** START OF DATA ROWS **
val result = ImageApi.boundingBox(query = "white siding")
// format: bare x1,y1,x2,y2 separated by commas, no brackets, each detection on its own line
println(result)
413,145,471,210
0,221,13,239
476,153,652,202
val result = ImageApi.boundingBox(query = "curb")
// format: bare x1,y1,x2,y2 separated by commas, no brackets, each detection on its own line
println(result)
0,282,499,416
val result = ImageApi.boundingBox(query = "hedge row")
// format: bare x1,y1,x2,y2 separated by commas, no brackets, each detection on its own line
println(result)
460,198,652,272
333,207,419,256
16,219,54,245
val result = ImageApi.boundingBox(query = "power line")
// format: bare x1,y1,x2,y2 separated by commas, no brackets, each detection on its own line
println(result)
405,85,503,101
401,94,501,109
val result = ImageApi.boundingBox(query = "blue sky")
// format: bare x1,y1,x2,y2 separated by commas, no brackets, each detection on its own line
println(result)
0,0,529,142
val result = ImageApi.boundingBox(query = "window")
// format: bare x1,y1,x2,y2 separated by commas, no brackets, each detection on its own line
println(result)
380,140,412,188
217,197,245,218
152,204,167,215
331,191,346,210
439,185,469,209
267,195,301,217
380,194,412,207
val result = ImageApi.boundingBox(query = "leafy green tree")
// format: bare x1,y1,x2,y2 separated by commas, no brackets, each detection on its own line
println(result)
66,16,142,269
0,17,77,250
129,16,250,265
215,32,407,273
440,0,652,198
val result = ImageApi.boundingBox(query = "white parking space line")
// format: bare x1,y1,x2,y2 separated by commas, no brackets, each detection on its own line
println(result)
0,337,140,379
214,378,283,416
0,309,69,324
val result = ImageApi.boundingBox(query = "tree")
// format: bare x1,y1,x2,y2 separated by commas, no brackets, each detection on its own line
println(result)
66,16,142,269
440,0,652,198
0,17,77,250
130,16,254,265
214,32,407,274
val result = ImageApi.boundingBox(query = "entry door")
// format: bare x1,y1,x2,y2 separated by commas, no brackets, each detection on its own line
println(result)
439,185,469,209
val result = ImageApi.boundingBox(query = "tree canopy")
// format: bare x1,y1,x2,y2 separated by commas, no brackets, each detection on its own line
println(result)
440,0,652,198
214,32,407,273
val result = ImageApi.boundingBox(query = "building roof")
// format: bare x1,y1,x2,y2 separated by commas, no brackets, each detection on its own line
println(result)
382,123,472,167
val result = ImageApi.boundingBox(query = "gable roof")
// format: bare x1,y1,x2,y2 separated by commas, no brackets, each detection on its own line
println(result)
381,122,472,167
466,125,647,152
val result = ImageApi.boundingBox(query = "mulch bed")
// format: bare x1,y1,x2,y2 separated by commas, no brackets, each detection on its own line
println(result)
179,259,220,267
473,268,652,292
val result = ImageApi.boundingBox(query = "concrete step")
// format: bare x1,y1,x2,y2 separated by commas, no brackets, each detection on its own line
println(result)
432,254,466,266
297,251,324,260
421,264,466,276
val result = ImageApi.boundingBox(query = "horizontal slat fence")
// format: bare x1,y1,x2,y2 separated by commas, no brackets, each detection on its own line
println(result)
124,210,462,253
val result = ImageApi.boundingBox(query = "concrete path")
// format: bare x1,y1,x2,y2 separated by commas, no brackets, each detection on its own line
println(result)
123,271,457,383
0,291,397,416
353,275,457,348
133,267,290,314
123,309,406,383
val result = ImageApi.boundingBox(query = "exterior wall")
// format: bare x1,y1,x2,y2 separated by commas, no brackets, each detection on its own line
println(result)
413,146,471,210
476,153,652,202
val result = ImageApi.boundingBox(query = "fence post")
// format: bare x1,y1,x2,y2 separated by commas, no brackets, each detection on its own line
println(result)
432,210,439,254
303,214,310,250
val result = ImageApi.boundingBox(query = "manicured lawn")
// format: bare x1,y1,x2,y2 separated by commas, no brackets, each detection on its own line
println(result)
** END OF DATA ROWS **
Please lay out the rows, from the first one through the line that contains "0,309,69,324" inclusive, as a two-column CSV with the headers input and output. Give one line per row, with its text and its answer each in a single quoted field and line breaks replaced by spaces.

→ **PROBLEM SOLUTION**:
input,output
"val result = ImageApi.boundingBox(query = ""white siding"") // format: bare x1,y1,x2,y2 separated by commas, no brackets, each detection on its own line println(result)","413,145,471,210 0,221,13,239 476,153,652,202"
"val result = ImageApi.boundingBox(query = ""curb"") // format: bare x1,y1,x2,y2 separated by commas, no brackets, each detection on its own line println(result)","0,282,499,416"
"val result = ImageApi.boundingBox(query = ""hedge row"") // format: bare x1,y1,x2,y2 separated by commas, no brackets, each detection on its own line println(result)","460,198,652,272 333,207,419,256 16,219,54,245"
"val result = ImageApi.boundingBox(query = ""power line"") // format: bare x1,y1,x2,y2 separated by commas, no brackets, each detection on its own line println(result)","405,85,503,101 401,94,501,109"
"val result = ImageApi.boundingBox(query = ""blue sky"") // format: bare x1,y1,x2,y2 separated by commas, no brackets, each detection on its own line println(result)","0,0,529,142"
"val result = ImageApi.boundingBox(query = ""window"") // format: bare x1,y1,x2,y2 separated by commas, no brackets, each detection on its own line println(result)","380,140,412,188 217,197,245,218 152,204,167,215 331,191,346,210 439,185,469,209 267,195,301,217 380,194,412,207"
"val result = ImageApi.boundingBox(query = ""leafy green tree"") // format: bare x1,y1,x2,y2 separated by commas, no brackets, each detection on its own line println(result)","66,16,142,269 0,17,77,250 129,16,250,265 215,32,407,273 440,0,652,198"
"val result = ImageApi.boundingBox(query = ""white parking space line"") // format: bare x1,y1,x2,y2 separated by commas, no brackets, each detection on its own line println(result)","0,337,140,379 214,378,283,416 0,309,69,324"